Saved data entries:
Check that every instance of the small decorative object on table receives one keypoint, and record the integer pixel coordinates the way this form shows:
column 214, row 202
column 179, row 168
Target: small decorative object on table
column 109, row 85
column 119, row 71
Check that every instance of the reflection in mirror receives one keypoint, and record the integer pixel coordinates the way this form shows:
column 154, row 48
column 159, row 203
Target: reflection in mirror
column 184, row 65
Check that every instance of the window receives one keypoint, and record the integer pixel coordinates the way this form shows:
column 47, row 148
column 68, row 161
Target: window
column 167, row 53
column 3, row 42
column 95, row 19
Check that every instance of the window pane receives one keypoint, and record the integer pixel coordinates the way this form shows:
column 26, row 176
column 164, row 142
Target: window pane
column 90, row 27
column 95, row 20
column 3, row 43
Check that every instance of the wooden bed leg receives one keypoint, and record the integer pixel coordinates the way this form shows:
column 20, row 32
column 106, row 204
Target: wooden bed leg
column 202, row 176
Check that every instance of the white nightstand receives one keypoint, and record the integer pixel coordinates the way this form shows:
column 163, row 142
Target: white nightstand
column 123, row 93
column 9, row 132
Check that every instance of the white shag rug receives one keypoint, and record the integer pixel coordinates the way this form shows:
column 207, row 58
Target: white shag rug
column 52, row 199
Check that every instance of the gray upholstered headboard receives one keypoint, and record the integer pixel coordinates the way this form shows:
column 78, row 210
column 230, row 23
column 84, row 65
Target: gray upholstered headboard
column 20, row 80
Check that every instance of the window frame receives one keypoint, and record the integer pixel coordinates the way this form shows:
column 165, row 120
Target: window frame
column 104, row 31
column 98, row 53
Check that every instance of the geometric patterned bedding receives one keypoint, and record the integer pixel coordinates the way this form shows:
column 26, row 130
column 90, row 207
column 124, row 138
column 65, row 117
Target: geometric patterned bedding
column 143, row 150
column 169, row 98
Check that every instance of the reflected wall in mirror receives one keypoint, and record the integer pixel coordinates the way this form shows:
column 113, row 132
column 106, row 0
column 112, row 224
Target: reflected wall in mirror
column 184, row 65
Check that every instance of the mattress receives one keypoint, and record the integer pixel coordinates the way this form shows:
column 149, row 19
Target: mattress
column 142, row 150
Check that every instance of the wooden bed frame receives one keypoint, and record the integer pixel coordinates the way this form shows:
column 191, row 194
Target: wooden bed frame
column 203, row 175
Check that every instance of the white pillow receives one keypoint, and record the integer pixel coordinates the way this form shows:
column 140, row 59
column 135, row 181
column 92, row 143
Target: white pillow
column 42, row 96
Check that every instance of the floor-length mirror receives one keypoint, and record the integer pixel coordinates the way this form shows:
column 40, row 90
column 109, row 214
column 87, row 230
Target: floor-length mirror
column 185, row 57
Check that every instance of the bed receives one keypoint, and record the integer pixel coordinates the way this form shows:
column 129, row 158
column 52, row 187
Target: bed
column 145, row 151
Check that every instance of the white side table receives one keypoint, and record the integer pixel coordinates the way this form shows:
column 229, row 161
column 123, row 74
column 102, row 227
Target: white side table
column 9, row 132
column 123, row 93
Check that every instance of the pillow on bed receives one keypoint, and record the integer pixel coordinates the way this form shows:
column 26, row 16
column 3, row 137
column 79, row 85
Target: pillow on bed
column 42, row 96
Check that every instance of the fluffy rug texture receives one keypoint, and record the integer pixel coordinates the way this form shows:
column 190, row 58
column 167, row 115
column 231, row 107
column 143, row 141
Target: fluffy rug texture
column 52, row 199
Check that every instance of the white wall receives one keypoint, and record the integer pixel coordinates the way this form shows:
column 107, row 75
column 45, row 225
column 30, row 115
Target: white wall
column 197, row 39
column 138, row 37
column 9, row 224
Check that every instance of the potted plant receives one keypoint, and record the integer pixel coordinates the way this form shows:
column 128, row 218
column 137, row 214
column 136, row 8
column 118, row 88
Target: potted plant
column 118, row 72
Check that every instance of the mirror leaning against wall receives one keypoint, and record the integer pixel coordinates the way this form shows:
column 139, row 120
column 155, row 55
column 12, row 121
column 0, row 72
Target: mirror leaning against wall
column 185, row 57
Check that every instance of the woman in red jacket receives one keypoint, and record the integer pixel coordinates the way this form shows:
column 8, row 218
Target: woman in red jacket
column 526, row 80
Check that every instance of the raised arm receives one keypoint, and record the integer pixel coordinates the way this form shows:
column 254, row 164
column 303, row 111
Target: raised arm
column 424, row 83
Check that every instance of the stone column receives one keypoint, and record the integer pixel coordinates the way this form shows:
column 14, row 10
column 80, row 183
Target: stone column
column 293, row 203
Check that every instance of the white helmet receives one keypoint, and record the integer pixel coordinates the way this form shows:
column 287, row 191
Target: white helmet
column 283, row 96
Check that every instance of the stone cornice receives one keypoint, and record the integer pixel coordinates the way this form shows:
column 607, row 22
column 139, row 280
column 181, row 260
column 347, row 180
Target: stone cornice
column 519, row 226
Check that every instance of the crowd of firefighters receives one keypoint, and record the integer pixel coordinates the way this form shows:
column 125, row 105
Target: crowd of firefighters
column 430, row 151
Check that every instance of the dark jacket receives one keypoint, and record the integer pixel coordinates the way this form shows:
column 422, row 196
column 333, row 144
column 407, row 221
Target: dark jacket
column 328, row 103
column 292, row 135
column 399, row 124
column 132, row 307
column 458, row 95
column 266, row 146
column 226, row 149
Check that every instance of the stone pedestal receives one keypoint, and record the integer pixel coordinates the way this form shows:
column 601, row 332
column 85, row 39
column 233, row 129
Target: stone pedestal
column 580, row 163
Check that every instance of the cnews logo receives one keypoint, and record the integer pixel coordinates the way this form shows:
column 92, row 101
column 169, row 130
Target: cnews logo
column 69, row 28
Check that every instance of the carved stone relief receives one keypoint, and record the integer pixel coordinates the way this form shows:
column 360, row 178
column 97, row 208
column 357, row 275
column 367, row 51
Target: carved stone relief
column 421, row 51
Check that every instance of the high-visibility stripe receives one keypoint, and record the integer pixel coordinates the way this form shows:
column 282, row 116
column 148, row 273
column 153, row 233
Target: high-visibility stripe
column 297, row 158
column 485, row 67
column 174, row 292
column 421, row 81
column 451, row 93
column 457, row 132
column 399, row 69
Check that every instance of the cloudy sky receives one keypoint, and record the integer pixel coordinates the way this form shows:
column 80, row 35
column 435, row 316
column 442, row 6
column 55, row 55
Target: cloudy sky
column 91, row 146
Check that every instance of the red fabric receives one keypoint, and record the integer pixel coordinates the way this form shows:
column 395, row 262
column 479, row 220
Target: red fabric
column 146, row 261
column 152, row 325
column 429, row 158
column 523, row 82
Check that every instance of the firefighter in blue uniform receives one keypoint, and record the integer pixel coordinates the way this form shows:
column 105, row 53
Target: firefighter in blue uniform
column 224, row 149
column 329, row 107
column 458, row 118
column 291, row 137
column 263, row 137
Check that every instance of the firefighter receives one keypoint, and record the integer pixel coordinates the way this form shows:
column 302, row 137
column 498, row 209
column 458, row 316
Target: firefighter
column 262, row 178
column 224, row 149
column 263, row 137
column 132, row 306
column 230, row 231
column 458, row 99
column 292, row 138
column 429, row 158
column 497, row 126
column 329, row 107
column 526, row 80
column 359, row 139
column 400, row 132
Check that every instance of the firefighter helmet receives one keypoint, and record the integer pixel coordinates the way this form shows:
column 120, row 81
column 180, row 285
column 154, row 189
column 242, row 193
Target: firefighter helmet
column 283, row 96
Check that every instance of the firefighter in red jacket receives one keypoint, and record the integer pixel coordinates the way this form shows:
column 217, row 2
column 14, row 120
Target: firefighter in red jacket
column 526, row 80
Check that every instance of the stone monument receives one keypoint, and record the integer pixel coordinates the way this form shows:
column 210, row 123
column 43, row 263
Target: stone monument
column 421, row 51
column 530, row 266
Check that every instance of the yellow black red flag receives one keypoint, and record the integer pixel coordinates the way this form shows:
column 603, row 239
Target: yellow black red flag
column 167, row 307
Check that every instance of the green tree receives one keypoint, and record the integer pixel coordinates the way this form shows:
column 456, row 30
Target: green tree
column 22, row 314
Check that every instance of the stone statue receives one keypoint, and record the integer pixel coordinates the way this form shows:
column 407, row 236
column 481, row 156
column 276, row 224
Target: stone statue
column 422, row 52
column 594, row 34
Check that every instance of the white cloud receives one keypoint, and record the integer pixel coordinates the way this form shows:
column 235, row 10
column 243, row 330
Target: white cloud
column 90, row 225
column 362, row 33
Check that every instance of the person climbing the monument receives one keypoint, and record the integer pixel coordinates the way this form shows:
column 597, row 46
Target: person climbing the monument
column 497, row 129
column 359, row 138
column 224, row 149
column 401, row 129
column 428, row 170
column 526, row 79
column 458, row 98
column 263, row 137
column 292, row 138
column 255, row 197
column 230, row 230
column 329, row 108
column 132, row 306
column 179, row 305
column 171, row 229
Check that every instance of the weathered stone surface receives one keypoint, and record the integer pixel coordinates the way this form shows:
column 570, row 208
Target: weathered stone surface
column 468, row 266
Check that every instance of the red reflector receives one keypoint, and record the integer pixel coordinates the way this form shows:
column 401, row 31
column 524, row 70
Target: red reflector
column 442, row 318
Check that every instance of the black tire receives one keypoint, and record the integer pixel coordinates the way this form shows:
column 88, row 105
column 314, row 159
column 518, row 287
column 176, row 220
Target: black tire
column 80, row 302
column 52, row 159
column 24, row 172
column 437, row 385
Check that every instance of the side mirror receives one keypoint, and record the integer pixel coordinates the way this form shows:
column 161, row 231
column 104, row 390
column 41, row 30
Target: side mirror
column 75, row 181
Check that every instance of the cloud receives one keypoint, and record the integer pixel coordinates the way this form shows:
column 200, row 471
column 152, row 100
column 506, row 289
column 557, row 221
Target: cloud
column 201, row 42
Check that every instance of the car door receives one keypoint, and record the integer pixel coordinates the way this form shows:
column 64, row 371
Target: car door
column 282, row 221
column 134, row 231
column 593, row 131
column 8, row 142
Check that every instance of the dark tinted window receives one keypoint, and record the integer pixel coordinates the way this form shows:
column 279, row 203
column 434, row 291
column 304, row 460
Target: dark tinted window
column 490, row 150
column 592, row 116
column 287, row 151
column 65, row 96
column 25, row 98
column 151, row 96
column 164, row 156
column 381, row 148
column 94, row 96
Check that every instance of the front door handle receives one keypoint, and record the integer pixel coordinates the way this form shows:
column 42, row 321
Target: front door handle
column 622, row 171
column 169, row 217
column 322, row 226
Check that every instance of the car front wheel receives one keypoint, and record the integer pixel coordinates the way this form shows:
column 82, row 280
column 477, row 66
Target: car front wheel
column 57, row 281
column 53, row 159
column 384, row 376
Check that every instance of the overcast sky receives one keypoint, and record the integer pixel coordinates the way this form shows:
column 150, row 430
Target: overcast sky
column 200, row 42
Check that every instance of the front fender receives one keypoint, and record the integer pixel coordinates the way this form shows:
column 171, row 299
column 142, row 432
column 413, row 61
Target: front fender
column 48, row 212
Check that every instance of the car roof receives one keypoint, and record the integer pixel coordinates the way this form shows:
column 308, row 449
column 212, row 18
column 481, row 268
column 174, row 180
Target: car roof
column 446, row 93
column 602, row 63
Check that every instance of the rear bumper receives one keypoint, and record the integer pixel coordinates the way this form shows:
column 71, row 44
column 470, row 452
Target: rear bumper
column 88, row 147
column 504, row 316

_WRITTEN EXERCISE_. Duplicate the entries from the line that contains "Check that every instance of the car roof" through the last line of the entries, keeping both ends.

_FINISHED TASK_.
Check that every instance of the car roof receives one keypoint, and record the integer pixel coordinates the way this form shows:
column 308, row 449
column 212, row 18
column 481, row 268
column 174, row 180
Target: car roof
column 446, row 93
column 602, row 63
Check that every instance of the rear bumper receives one keypoint, and record the integer pixel coordinates the way this form shows:
column 71, row 44
column 470, row 452
Target: rear bumper
column 88, row 147
column 504, row 316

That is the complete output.